» **What the task asks**:
Rewrite the entries below, swapping every "indicate" for "mark" and leaving all else unchanged.

[Point annotation entries]
------------------------------------

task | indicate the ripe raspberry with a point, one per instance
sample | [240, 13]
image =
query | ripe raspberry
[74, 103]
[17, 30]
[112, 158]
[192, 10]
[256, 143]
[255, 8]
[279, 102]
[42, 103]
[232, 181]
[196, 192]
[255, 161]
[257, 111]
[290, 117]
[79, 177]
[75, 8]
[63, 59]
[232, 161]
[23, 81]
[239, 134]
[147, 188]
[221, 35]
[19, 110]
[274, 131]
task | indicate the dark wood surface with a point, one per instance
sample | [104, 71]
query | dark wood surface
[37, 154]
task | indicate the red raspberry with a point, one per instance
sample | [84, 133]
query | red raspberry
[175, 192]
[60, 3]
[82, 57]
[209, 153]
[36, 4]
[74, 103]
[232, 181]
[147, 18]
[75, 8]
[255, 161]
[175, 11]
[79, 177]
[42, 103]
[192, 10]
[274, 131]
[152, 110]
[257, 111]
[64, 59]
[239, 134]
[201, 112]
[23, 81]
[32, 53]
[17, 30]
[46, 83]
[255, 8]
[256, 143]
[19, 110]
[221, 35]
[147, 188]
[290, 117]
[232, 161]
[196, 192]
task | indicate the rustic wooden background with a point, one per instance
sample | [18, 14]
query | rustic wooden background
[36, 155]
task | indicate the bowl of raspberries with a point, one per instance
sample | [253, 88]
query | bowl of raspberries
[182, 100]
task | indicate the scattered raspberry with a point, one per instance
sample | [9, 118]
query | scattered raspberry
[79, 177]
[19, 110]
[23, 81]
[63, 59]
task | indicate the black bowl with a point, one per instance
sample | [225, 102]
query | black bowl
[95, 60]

------------------------------------

» **Expected output**:
task | mark the ripe raspberry with a point, one per instance
sample | [240, 13]
image =
query | ripe raspberry
[74, 103]
[17, 30]
[112, 158]
[192, 10]
[256, 143]
[255, 8]
[279, 102]
[42, 103]
[232, 181]
[196, 192]
[255, 161]
[257, 111]
[290, 117]
[79, 177]
[75, 8]
[63, 59]
[232, 161]
[23, 81]
[239, 134]
[147, 188]
[221, 35]
[19, 110]
[274, 131]
task | mark the dark wood surface with a point, one per instance
sample | [104, 71]
query | dark wood surface
[37, 154]
task | mark the red raspberry with a point, one per instance
sample | [84, 133]
query | red raspberry
[175, 192]
[60, 3]
[82, 57]
[209, 153]
[36, 4]
[74, 103]
[232, 181]
[147, 18]
[75, 8]
[255, 161]
[175, 11]
[79, 177]
[42, 103]
[192, 10]
[274, 131]
[152, 110]
[257, 111]
[64, 59]
[239, 134]
[201, 112]
[23, 81]
[32, 53]
[17, 30]
[46, 83]
[255, 8]
[256, 143]
[19, 110]
[221, 35]
[147, 188]
[290, 117]
[232, 161]
[196, 192]
task | mark the rustic wooden background with a point, one per instance
sample | [18, 14]
query | rustic wooden background
[36, 155]
task | mark the bowl of raspberries with a point, one per instance
sample | [253, 88]
query | bowl of raspberries
[182, 100]
task | mark the scattered raspberry with a point, one per instance
sample | [9, 118]
query | scattered raspberry
[79, 177]
[19, 110]
[23, 81]
[63, 59]
task | mark the black bowl with a point, one per instance
sample | [225, 102]
query | black bowl
[95, 60]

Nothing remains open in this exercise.